Task objective. Return the lines from the line with "Question. Indicate one point on each instance of the tall" up to and including the line with "141), (195, 148)]", unchanged and in their original order.

Extracted information.
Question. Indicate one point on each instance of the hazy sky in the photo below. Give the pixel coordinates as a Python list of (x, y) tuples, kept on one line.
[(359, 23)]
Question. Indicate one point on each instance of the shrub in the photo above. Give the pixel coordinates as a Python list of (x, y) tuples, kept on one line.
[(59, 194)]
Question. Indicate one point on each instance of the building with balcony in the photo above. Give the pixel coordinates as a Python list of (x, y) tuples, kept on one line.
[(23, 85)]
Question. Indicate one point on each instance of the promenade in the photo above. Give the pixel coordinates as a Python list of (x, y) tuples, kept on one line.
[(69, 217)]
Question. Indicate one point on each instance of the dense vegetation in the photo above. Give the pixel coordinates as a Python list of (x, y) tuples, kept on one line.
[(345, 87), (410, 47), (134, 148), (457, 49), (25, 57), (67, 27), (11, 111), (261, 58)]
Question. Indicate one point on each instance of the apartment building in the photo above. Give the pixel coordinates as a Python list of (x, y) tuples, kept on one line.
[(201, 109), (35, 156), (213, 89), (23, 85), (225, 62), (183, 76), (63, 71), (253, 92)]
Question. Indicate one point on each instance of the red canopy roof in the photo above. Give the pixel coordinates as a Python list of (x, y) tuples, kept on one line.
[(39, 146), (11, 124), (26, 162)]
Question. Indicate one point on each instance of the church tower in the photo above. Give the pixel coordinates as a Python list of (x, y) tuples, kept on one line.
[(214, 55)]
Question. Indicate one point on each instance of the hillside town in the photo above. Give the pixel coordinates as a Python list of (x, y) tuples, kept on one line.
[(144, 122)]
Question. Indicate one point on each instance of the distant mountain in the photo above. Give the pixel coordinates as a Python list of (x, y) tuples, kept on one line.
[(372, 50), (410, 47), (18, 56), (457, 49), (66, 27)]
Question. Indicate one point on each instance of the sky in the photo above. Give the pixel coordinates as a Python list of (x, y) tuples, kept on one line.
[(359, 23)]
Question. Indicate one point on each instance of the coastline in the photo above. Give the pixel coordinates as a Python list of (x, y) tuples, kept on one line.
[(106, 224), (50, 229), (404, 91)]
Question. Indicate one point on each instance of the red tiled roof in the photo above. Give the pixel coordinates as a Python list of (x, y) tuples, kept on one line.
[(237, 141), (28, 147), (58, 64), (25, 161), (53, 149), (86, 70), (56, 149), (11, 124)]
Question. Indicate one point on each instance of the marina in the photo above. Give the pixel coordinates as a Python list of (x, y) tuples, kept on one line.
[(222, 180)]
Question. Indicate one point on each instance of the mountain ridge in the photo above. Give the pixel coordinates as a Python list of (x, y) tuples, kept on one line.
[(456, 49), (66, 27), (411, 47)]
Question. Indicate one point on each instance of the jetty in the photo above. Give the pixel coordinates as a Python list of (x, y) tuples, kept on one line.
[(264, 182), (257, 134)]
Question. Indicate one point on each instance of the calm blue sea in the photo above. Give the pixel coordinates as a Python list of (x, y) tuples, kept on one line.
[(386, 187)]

...

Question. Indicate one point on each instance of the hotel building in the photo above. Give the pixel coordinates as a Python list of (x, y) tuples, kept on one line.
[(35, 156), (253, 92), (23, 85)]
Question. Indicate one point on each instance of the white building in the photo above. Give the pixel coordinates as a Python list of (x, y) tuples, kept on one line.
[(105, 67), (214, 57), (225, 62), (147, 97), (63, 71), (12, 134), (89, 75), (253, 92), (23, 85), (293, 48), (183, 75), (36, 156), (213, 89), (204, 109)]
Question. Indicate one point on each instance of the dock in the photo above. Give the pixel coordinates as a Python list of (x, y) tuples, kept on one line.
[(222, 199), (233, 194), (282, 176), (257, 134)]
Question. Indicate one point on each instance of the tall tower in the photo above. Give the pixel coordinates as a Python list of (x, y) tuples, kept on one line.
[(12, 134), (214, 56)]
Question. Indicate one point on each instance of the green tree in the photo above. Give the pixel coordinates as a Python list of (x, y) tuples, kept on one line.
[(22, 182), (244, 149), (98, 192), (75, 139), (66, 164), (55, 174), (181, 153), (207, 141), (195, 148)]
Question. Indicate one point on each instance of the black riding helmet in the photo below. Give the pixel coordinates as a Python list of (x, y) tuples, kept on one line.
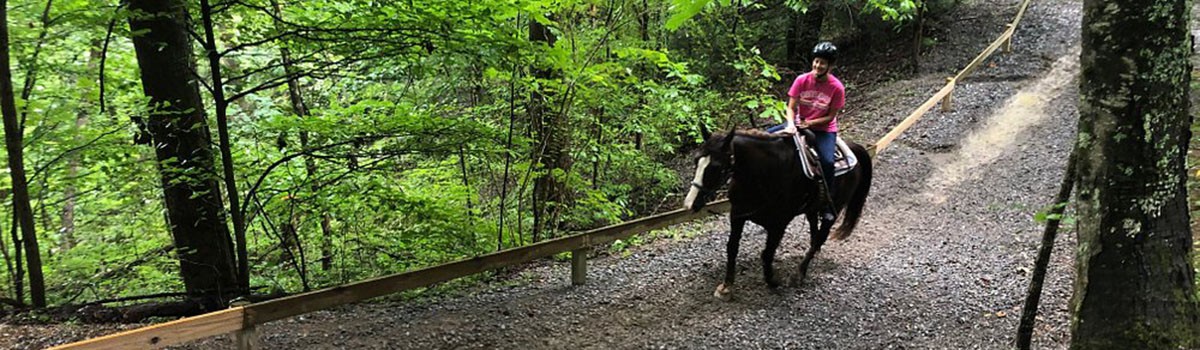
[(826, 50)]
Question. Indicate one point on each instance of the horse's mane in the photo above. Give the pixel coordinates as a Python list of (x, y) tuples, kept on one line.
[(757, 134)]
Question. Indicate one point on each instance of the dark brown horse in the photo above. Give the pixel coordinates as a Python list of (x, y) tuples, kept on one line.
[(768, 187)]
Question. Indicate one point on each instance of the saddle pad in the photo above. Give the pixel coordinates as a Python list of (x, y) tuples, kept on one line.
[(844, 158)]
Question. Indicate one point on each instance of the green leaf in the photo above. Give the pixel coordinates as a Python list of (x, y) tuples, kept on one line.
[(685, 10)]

Response to the task.
Question. Indicate one point on each instance of the tall tower in the photo above. Give the pixel coordinates as a Python list of (x, y) tuples, kept on one line.
[(12, 134), (214, 56)]
Question. Indicate one point on each instance of the green tree in the photo above. Give the pixel coordinates as a Python list of (x, y) tuples, kept on one line.
[(22, 182), (244, 149), (98, 192), (75, 139), (66, 164), (55, 174), (181, 153), (207, 141), (195, 148)]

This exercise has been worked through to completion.